**Recorded information**
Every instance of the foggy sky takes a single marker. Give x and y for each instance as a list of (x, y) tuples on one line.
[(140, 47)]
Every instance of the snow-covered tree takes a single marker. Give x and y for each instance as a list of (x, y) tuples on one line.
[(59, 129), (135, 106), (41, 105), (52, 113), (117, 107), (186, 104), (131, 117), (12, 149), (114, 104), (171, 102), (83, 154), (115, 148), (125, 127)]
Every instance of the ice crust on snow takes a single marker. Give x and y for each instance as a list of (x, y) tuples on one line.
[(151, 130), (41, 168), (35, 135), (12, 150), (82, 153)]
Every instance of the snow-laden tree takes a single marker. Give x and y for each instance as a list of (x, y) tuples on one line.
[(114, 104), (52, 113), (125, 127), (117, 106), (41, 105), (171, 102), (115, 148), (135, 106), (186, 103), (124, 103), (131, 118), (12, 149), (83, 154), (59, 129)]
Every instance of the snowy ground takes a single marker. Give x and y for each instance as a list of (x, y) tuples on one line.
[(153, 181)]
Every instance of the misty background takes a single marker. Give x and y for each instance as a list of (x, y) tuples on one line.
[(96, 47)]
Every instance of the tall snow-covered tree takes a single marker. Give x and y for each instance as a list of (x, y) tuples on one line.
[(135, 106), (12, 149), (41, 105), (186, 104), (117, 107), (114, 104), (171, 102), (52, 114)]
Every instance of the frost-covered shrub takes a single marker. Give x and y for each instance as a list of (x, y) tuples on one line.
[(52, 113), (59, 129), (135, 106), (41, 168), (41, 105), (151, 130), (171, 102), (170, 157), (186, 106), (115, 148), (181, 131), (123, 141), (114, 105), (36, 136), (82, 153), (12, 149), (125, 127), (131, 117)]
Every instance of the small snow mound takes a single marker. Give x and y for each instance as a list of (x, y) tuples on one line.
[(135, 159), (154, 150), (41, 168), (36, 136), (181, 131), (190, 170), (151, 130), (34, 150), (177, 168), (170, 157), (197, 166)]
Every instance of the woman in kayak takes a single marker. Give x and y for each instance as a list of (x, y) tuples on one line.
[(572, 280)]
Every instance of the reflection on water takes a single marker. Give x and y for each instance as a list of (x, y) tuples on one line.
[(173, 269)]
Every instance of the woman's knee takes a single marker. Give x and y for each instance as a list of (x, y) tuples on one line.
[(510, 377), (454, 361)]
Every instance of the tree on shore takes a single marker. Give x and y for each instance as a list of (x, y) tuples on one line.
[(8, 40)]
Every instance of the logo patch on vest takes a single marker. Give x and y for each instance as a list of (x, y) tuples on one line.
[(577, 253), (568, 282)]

**Task requirements**
Please format the entries above as a Markdown table with the columns Row and Line, giving each line its row number. Begin at the line containing "Every instance of the snow-laden", stop after the line containing "102), (52, 114)]", and leave out blank lines.

**The reply**
| Row | Line |
|---|---|
| 1 | Every instance of the snow-laden tree takes a single marker. Give x and y for each instance as a list of (x, y) tuples on one line. |
| 2 | [(114, 104), (52, 113), (125, 127), (117, 106), (41, 105), (171, 102), (115, 148), (135, 106), (186, 103), (124, 103), (131, 118), (12, 149), (83, 154), (59, 129)] |
| 3 | Every instance of the snowy ground takes a single marker. Give x and y for each instance as a list of (x, y) tuples on one line. |
| 4 | [(153, 181)] |
| 5 | Every instance of the misty background takes a single marker. Give x and y for each instance as a list of (x, y) tuples on one line. |
| 6 | [(96, 47)] |
| 7 | Every instance of the tall snow-covered tree takes a single marker. Give x and y for each instance as a list of (x, y) tuples on one line. |
| 8 | [(135, 106), (12, 149), (41, 105), (186, 104), (117, 107), (114, 104), (171, 102), (52, 114)] |